--- Text to read ---
....
My goal is to create a win-win. Both SW and PPG have good products. Locking in to one or the other can make it difficult for the customer to select colors, my crew to get the product, etc.

We also use some ICI and Ben Moore products when appropriate. If SW, PPG, or any of the others wanted to put me on their payroll, I *might *consider using them exclusively. Otherwise, I'll use what is best for the job and the customer.

Brian Phillips


----------



## plainpainter (Nov 6, 2007)

For ceilings sometimes I will use Sherwin's master-hide, only sherwin product I ever use! But love it.

For walls - I bounce between Muralo's ultra, California 2010, P&L accolade, redseal, Ace Royal shield , Pittsburgh Pure Performance.
....
(Stored data)
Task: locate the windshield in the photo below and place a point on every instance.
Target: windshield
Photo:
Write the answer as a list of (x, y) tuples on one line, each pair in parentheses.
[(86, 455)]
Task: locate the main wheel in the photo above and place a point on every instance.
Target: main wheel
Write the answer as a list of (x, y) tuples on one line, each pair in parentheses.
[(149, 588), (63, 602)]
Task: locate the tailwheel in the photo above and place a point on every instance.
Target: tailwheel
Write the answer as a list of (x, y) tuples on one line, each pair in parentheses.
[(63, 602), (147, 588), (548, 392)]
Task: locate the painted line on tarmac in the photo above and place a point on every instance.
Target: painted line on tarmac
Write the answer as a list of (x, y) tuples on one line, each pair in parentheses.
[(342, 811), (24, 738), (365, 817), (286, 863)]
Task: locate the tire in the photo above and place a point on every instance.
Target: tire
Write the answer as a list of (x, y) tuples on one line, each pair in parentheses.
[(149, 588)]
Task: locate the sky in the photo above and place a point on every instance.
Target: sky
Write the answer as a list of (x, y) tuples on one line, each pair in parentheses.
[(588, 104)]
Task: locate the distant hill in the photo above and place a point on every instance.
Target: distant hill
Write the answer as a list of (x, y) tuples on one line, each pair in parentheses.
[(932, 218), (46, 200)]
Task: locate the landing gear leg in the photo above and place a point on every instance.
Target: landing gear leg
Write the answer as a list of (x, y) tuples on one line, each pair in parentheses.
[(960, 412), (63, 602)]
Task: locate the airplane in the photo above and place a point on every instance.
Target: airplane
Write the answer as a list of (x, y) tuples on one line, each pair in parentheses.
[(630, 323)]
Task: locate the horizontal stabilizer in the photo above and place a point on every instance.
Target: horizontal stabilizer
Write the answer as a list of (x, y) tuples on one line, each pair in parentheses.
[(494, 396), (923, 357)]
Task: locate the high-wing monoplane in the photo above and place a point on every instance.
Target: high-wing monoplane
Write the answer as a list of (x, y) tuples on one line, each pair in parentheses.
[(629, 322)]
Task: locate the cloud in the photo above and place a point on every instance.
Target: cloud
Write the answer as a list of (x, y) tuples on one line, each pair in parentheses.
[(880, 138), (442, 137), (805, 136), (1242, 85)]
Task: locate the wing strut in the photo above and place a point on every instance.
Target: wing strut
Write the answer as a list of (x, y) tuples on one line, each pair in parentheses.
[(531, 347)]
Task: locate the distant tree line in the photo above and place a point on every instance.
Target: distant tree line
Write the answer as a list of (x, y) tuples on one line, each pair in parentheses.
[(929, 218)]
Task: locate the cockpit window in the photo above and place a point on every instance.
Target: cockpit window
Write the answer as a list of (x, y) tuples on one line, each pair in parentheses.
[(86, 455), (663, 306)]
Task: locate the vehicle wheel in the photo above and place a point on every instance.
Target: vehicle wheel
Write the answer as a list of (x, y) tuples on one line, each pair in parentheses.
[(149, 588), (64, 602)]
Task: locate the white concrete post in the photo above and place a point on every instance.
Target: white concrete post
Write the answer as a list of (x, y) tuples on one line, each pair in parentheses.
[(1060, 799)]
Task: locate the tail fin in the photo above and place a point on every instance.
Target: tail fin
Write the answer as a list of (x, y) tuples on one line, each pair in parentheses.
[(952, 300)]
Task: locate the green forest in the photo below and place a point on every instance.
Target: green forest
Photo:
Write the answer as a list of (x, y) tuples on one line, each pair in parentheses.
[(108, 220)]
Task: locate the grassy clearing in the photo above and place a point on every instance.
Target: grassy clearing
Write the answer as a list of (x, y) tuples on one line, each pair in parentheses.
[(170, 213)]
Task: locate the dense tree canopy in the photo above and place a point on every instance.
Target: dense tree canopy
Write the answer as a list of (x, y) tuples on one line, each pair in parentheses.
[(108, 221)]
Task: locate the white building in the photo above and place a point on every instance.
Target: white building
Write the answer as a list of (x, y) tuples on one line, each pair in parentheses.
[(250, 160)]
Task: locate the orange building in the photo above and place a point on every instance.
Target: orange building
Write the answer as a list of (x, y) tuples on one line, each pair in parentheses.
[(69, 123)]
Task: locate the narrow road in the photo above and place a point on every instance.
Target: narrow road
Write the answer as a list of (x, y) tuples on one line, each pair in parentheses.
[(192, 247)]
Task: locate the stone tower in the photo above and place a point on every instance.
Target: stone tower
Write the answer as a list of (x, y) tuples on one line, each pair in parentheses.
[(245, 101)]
....
--- Do this ---
Continue the forum thread about choosing paint brands, starting right after its last sentence.

--- Written response ---
Trim - Muralo Ultra

Have not been marking up - but have decided that being a professional paint company and not marking up is like deciding not to make profits - which is at odds with being in business. So from now on, I will be estimating supplies at retail price. Remember, since most guys don't seperate materials and labor, then you don't charge sales tax - so customers still save money!


----------



## CobraCDN (Jan 8, 2008)

Cloverdale.. I spose many of you don't have access to it, though I think they do sell in Washinton.

Walls - Super II Eggshell (Latex)
Trim - Ecologic White (Latex)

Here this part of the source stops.